WHAT IS ASKED ▸ Copy out all the rows below with "whole-pixel" swapped for "integer", and change nothing else. Leave the pictures out.

DATA PROVIDED ▸
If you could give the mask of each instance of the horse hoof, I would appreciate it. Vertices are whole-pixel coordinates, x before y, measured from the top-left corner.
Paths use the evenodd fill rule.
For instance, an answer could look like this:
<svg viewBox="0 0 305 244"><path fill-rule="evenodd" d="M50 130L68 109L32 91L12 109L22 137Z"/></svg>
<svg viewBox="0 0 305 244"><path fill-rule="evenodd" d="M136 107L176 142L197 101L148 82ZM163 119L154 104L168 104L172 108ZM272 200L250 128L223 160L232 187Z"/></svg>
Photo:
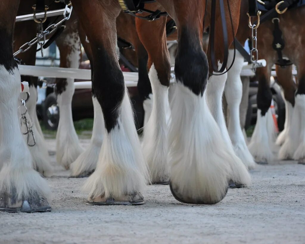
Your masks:
<svg viewBox="0 0 305 244"><path fill-rule="evenodd" d="M262 165L265 165L266 164L268 164L268 162L262 162L259 161L258 162L256 162L256 163L258 164L260 164Z"/></svg>
<svg viewBox="0 0 305 244"><path fill-rule="evenodd" d="M149 185L169 185L170 184L169 181L159 181L156 182L152 182Z"/></svg>
<svg viewBox="0 0 305 244"><path fill-rule="evenodd" d="M144 203L144 198L140 192L123 196L115 199L113 197L105 198L101 195L94 199L90 198L87 200L87 205L140 205Z"/></svg>
<svg viewBox="0 0 305 244"><path fill-rule="evenodd" d="M234 189L234 188L243 188L246 187L247 186L243 184L241 184L240 183L235 183L233 181L230 181L229 184L229 188L230 189Z"/></svg>
<svg viewBox="0 0 305 244"><path fill-rule="evenodd" d="M16 201L15 196L4 194L0 196L0 211L9 213L44 213L52 208L47 199L36 194L26 200Z"/></svg>
<svg viewBox="0 0 305 244"><path fill-rule="evenodd" d="M187 204L204 204L210 205L216 204L219 203L227 195L227 192L228 192L228 188L227 189L224 194L222 196L220 199L218 200L214 200L213 199L195 199L192 198L189 196L183 196L179 193L178 191L178 188L174 188L173 187L172 184L171 182L170 183L170 191L171 192L172 194L174 196L176 200L178 201L183 203L187 203Z"/></svg>
<svg viewBox="0 0 305 244"><path fill-rule="evenodd" d="M90 175L94 172L94 170L90 171L85 171L84 172L78 175L71 175L69 178L85 178L89 177Z"/></svg>

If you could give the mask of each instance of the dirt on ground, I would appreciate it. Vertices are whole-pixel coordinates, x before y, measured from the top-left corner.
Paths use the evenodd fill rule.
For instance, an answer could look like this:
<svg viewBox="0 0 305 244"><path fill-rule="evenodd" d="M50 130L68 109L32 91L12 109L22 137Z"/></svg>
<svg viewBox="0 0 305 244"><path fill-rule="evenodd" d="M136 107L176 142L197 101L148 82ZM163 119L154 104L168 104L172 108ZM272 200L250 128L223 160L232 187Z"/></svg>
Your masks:
<svg viewBox="0 0 305 244"><path fill-rule="evenodd" d="M252 186L214 205L181 203L168 186L150 185L142 205L105 206L86 205L86 178L56 166L47 179L52 211L0 213L0 243L305 243L305 165L278 161L251 173Z"/></svg>

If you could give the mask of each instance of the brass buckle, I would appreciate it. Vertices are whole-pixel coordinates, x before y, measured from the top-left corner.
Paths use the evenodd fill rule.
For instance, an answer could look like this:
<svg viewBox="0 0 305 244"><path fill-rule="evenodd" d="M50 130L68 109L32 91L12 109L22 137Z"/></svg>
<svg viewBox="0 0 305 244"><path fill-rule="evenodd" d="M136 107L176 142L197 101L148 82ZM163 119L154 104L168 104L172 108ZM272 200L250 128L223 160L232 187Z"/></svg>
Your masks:
<svg viewBox="0 0 305 244"><path fill-rule="evenodd" d="M257 29L258 27L260 26L260 15L261 14L262 12L260 11L257 11L257 23L255 25L255 26L254 27L254 29ZM253 25L252 24L251 21L251 16L249 14L249 12L247 13L247 15L248 16L248 17L249 18L248 25L249 26L249 27L250 28L252 28L252 27Z"/></svg>
<svg viewBox="0 0 305 244"><path fill-rule="evenodd" d="M45 6L45 15L43 17L43 19L42 20L38 20L36 18L36 5L33 5L32 6L32 8L33 9L33 14L34 15L33 16L34 21L38 24L41 24L45 22L45 21L47 20L47 11L49 9L49 7L46 5Z"/></svg>
<svg viewBox="0 0 305 244"><path fill-rule="evenodd" d="M278 7L281 6L282 4L284 3L284 1L281 1L280 2L279 2L278 3L278 4L275 5L275 10L276 11L277 13L279 14L282 14L285 13L287 11L287 9L288 9L288 8L286 8L282 11L278 9Z"/></svg>

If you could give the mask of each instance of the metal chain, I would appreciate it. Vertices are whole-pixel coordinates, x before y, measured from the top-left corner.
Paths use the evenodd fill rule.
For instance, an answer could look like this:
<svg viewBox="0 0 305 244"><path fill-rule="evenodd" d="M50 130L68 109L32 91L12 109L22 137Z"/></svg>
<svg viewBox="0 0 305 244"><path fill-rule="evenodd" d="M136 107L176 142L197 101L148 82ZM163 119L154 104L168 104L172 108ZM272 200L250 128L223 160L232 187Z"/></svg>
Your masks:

FINAL RESULT ▸
If you could give the mask of each instance of the horse hoof, I would appreciate it. Vertices are integer coordinates, x before y, measured from the top-left corner.
Paths use the evenodd fill rule.
For instance, an answer could look like this:
<svg viewBox="0 0 305 244"><path fill-rule="evenodd" d="M50 130L68 109L32 91L12 109L22 137Z"/></svg>
<svg viewBox="0 0 305 244"><path fill-rule="evenodd" d="M136 107L176 142L197 101L148 82ZM163 119L154 104L168 104L172 108ZM272 200L250 128L223 160L232 187Z"/></svg>
Photo:
Your masks:
<svg viewBox="0 0 305 244"><path fill-rule="evenodd" d="M262 165L265 165L266 164L268 164L268 162L262 162L259 161L258 162L256 162L256 163L258 164L260 164Z"/></svg>
<svg viewBox="0 0 305 244"><path fill-rule="evenodd" d="M149 185L169 185L170 184L169 181L159 181L156 182L152 182Z"/></svg>
<svg viewBox="0 0 305 244"><path fill-rule="evenodd" d="M144 203L144 198L140 192L123 196L115 199L113 197L105 198L101 195L94 199L90 198L87 200L87 205L140 205Z"/></svg>
<svg viewBox="0 0 305 244"><path fill-rule="evenodd" d="M234 189L234 188L243 188L246 187L247 186L243 184L241 184L240 183L235 183L233 181L230 181L229 184L229 188L230 189Z"/></svg>
<svg viewBox="0 0 305 244"><path fill-rule="evenodd" d="M16 201L15 196L4 194L0 196L0 211L9 213L44 213L52 208L47 199L36 194L26 200Z"/></svg>
<svg viewBox="0 0 305 244"><path fill-rule="evenodd" d="M187 204L204 204L210 205L216 204L219 203L227 195L227 192L228 192L228 188L227 189L224 194L222 196L220 199L218 200L214 200L213 199L195 199L192 198L189 196L183 196L179 193L178 191L178 188L174 188L173 187L172 184L171 182L170 183L170 191L171 192L172 194L174 196L176 200L178 201L183 203L187 203Z"/></svg>
<svg viewBox="0 0 305 244"><path fill-rule="evenodd" d="M90 175L94 172L94 170L90 171L85 171L84 172L78 175L71 175L69 178L85 178L89 177Z"/></svg>

If you could give the mask of each instance of the dirt on ground, I would appreciate it. Vertices are integer coordinates, x before y, measured from the top-left corner.
Paths use the evenodd fill rule.
For instance, an answer could look like this:
<svg viewBox="0 0 305 244"><path fill-rule="evenodd" d="M50 130L68 109L32 91L12 109L22 137Z"/></svg>
<svg viewBox="0 0 305 244"><path fill-rule="evenodd" d="M136 107L176 142L197 101L148 82ZM163 119L154 104L168 104L172 108ZM272 200L250 128L223 160L232 187Z"/></svg>
Your masks:
<svg viewBox="0 0 305 244"><path fill-rule="evenodd" d="M252 186L214 205L181 203L168 186L150 185L142 205L105 206L86 205L86 178L56 166L47 179L52 211L0 213L0 243L305 243L305 165L278 161L251 173Z"/></svg>

If you could give the mask of each instance of the brass buckle, I would appreciate it. Vertices are integer coordinates, x before y, measured from the top-left corner.
Paths use the evenodd fill rule.
For instance, an answer could look like this:
<svg viewBox="0 0 305 244"><path fill-rule="evenodd" d="M50 130L68 109L32 91L12 109L22 137Z"/></svg>
<svg viewBox="0 0 305 244"><path fill-rule="evenodd" d="M136 107L176 142L197 101L148 82ZM163 119L154 104L168 104L172 108ZM272 200L250 128L223 160L232 187Z"/></svg>
Your masks:
<svg viewBox="0 0 305 244"><path fill-rule="evenodd" d="M257 29L258 27L260 26L260 15L261 14L262 12L260 11L257 11L257 23L255 25L255 26L254 27L254 29ZM253 25L252 24L251 21L251 16L249 14L249 12L247 13L247 15L248 16L248 17L249 18L248 25L249 26L249 27L250 28L252 28L252 27Z"/></svg>
<svg viewBox="0 0 305 244"><path fill-rule="evenodd" d="M45 6L45 15L43 17L43 19L42 20L38 20L36 18L36 5L33 5L32 6L32 8L33 9L33 14L34 15L33 16L34 21L38 24L41 24L45 22L45 21L47 20L47 11L49 9L49 7L46 5Z"/></svg>
<svg viewBox="0 0 305 244"><path fill-rule="evenodd" d="M278 7L281 6L282 4L284 3L284 1L281 1L280 2L279 2L278 3L278 4L275 5L275 10L276 11L277 13L279 14L282 14L285 13L287 11L287 9L288 9L288 8L286 8L282 11L278 9Z"/></svg>

If you could give the mask of each instance of the metal chain, I would appreciate it. Vertices are integer coordinates, x before y, measured from the top-left corner.
Paths use the evenodd fill rule.
For instance, an answer could look like this:
<svg viewBox="0 0 305 244"><path fill-rule="evenodd" d="M50 130L68 109L32 91L12 109L22 137Z"/></svg>
<svg viewBox="0 0 305 244"><path fill-rule="evenodd" d="M136 107L176 142L197 101L148 82ZM163 119L154 104L168 104L172 108ZM272 200L250 128L223 160L232 187Z"/></svg>
Your masks:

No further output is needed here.